Extracted text:
____________
Smallholder farmers expect more from World Food Program Purchase for Progress

Six years ago, Elias Simuntu was like many small scale farmers in Uganda– wondering how to earn more income from his farming activities. He grew up in Kamuli, eastern Uganda, with most people undertaking farming to get food. To meet up their other livelihood needs, some farmers sell part of their produce at low prices from traders who manage to go to their rural homes.

After growing different crops on subsistence basis for over 15 years, Simuntu in 2004 decided to farm with the key aim of earning substantial income from his farming.

“I embarked on farming only beans and maize on a bigger scale,” he says.  Speaking at his 20 acre maize farm in Kiwungu, Mbulamuti, Kamuli district, Simuntu says farming is the best chance for many ordinary Ugandans to earn income. Apart from this big maize farm by Ugandan standards, Simuntu also grows beans in another 20 acre farm, rotating maize and beans over the different seasons.
____________
Set problem 1: According to the farming passage, in what year did Simuntu decide to farm mainly to earn substantial income?

(Position annotation listing)
____________
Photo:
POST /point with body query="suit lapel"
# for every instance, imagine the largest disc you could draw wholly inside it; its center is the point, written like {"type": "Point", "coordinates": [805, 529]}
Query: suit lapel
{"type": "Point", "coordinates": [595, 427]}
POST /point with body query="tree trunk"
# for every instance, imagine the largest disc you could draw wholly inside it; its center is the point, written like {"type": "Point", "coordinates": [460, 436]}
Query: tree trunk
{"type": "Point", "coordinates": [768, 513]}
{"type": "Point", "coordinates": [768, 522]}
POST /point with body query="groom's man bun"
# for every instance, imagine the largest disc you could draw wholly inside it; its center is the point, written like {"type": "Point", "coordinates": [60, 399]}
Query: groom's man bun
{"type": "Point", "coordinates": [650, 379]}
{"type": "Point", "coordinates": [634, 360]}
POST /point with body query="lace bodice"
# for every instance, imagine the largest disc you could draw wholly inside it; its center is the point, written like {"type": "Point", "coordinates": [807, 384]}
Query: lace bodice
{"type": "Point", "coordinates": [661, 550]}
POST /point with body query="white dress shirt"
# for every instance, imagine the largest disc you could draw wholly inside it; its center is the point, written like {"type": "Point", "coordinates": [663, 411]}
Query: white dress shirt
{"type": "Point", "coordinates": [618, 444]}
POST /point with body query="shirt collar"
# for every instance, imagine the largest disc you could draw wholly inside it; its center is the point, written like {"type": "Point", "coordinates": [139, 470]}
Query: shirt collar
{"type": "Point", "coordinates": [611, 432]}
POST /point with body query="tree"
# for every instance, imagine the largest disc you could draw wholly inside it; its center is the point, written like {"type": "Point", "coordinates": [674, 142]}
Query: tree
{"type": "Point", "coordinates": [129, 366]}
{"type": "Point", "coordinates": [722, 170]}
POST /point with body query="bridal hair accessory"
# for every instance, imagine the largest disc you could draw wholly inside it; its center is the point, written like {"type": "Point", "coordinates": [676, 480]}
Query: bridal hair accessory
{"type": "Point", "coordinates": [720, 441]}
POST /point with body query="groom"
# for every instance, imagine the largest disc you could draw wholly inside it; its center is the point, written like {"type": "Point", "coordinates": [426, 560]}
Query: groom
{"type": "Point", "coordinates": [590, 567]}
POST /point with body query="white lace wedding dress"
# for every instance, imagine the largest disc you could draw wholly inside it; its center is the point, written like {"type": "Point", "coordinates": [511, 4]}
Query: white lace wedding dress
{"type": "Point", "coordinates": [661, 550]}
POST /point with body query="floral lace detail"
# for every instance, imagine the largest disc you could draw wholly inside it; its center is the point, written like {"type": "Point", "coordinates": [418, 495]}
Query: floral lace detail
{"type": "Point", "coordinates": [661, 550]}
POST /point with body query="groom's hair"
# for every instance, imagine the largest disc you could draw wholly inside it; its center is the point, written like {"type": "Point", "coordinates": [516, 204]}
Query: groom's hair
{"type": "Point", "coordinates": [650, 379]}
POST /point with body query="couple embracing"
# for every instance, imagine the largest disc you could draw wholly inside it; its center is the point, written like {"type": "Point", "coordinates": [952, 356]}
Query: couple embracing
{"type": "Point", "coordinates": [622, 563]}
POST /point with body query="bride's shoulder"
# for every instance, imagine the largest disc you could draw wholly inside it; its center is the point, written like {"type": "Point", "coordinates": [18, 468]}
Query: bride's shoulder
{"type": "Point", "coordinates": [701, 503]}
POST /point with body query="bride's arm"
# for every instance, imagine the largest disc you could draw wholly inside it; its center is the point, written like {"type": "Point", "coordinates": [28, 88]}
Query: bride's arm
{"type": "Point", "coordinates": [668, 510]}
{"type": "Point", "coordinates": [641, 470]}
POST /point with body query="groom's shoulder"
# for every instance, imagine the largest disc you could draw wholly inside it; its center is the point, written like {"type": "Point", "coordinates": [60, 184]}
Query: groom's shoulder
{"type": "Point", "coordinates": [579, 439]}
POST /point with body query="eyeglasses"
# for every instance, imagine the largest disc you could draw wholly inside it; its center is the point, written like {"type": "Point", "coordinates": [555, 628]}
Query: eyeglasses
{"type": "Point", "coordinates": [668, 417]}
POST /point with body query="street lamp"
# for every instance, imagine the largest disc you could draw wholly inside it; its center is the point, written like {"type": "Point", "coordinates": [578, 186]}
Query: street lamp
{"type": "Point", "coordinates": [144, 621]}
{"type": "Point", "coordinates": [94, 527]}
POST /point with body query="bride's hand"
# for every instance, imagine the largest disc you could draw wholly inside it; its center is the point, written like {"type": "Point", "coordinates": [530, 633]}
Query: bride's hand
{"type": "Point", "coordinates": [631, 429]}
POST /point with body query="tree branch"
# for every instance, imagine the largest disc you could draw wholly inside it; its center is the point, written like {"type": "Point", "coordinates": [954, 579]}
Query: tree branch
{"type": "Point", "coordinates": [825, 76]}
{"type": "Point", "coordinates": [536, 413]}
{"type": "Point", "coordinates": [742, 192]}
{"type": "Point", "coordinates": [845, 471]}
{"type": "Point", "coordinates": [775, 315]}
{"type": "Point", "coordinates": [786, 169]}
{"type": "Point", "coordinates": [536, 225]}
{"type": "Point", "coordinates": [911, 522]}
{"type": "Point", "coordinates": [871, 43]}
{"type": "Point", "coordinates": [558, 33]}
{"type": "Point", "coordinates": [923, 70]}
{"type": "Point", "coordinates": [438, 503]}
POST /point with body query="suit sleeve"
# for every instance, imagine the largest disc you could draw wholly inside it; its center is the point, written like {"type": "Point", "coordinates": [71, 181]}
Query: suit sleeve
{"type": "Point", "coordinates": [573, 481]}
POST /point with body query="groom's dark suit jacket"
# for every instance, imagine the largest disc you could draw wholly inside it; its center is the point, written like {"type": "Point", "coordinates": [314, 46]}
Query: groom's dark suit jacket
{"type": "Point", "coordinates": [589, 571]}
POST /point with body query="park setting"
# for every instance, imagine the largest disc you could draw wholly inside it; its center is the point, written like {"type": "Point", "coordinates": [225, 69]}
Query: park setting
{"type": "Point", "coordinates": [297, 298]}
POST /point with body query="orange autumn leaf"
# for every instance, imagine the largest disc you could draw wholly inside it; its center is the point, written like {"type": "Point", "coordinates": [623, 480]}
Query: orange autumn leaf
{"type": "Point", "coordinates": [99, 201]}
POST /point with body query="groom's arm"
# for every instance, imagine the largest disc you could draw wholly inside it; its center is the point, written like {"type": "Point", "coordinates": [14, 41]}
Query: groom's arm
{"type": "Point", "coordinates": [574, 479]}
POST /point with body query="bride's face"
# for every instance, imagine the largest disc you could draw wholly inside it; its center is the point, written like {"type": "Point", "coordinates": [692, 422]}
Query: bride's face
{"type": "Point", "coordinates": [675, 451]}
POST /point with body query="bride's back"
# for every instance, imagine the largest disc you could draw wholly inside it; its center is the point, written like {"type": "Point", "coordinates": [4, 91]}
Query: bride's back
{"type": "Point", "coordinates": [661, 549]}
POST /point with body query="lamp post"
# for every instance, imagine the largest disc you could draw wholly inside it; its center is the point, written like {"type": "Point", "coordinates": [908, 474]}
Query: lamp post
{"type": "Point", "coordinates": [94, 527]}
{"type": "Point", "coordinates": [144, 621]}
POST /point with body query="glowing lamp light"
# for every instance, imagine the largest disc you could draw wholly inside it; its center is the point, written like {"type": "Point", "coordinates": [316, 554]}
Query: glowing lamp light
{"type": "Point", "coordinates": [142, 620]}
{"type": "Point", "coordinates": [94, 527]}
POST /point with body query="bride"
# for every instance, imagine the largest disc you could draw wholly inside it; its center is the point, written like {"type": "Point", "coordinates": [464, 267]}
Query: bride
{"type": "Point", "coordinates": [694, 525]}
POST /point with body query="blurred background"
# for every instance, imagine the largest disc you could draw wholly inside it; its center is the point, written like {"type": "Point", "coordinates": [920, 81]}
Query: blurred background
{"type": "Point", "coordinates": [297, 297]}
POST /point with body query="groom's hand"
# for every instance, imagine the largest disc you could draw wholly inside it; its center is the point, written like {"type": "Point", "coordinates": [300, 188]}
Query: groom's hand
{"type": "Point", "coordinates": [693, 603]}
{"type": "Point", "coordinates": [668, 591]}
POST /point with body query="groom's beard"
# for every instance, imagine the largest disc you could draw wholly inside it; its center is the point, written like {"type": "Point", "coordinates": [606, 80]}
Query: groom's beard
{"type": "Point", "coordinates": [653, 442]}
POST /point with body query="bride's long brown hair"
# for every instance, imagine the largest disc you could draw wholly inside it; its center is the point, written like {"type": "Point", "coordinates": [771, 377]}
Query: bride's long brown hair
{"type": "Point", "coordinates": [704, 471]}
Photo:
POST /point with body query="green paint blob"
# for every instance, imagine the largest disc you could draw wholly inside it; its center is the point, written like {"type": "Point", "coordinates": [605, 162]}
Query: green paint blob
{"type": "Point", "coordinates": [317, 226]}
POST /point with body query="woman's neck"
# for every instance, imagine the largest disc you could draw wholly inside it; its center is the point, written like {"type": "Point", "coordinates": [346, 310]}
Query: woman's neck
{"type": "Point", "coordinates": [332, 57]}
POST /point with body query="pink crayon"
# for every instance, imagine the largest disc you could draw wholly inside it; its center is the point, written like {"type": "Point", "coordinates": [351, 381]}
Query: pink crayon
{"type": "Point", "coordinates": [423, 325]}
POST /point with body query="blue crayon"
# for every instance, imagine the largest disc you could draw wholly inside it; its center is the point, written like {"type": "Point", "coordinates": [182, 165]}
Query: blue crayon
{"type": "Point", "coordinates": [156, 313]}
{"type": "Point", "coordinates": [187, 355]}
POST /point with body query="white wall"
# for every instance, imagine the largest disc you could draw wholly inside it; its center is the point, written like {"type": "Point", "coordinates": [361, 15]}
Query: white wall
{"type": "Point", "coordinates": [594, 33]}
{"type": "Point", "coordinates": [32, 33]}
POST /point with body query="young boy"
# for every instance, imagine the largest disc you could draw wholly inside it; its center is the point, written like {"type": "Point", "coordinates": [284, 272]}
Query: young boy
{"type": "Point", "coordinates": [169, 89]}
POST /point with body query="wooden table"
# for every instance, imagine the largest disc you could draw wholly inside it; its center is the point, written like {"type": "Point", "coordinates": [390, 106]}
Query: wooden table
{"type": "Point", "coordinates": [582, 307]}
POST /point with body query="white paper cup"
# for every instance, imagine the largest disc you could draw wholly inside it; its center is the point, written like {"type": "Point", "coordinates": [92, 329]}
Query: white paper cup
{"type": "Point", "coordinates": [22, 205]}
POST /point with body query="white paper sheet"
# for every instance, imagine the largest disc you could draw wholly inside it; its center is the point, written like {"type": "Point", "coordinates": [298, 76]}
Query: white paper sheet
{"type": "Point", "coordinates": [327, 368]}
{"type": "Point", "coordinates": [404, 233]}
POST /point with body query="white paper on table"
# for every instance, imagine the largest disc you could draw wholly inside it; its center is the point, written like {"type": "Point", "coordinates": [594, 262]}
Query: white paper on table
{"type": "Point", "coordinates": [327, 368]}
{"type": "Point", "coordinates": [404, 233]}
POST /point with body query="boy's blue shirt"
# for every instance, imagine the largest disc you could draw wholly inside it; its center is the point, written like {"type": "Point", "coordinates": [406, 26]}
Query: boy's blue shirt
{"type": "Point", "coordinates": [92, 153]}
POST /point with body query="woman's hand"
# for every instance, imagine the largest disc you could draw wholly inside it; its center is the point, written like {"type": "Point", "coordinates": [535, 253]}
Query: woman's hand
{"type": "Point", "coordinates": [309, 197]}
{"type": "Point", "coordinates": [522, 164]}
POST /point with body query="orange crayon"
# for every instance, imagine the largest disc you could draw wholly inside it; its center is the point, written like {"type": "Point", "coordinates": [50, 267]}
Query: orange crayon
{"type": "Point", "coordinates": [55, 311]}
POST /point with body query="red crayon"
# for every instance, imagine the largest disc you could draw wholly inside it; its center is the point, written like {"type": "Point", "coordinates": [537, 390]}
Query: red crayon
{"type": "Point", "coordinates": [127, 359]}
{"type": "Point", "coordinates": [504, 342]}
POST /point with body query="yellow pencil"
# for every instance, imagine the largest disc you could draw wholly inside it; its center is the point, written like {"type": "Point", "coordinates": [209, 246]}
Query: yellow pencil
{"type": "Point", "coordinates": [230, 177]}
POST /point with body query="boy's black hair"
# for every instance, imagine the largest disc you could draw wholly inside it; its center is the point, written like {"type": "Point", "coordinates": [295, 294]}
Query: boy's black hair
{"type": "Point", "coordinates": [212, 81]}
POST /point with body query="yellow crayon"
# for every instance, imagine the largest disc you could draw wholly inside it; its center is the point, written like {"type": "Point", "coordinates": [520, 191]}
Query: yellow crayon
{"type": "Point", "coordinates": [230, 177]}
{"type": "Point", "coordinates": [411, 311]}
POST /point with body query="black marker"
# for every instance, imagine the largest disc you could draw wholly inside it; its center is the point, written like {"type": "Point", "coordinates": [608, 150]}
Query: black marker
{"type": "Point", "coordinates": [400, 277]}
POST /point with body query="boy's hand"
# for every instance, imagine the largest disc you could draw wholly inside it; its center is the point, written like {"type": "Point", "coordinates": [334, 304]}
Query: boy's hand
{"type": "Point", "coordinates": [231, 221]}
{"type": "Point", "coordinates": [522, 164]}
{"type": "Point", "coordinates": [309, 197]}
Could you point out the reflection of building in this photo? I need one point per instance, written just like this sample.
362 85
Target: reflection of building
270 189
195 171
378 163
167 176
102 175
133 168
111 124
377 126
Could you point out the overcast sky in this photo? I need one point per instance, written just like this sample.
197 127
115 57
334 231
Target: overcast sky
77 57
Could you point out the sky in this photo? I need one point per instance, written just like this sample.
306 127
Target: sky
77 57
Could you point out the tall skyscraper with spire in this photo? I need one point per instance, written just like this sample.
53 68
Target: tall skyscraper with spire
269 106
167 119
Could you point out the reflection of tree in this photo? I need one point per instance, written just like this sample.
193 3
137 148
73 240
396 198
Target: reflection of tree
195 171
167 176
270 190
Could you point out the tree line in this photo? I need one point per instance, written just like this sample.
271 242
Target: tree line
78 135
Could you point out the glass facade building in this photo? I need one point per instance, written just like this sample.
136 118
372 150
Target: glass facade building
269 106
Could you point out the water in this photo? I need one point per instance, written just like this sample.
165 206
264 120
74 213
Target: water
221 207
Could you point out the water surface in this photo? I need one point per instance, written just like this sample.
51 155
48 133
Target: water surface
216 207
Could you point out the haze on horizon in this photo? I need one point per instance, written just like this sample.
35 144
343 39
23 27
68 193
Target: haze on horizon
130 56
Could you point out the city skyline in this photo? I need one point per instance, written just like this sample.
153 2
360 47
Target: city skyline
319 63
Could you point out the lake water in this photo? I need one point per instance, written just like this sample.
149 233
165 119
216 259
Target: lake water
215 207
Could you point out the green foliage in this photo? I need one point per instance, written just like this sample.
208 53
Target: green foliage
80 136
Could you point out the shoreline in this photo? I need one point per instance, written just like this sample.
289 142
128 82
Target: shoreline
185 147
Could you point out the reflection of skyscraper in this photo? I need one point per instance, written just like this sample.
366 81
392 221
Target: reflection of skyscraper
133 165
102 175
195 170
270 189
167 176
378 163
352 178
____________
Set problem 2: Rewrite the listing, requests included, starting at the line that contains "Could you point out the lake" and ending at its last line. Multiply each answer point coordinate by 1.85, rounding to whole numbers with halves going up, and leave the sample coordinates after each request as they are.

Complete response 1: 2004

Complete response 2:
Could you point out the lake water in this photo? I need one point per instance, written just like this sample.
149 233
165 119
216 259
Target: lake water
398 383
Could you point out the green foliage in this photo? I need one point per instance, written just like this sample.
208 53
Target: green foliage
148 252
Could you point out the shoreline in this photo? I need one point per instance, written just like this sample.
289 142
128 82
Target: shoreline
342 272
Could you point out the reflection of skyscraper in this photo? I need one point per instance, written just like this sample.
366 81
392 221
Target: reflection of skyscraper
246 305
189 324
361 315
500 350
309 326
699 302
651 329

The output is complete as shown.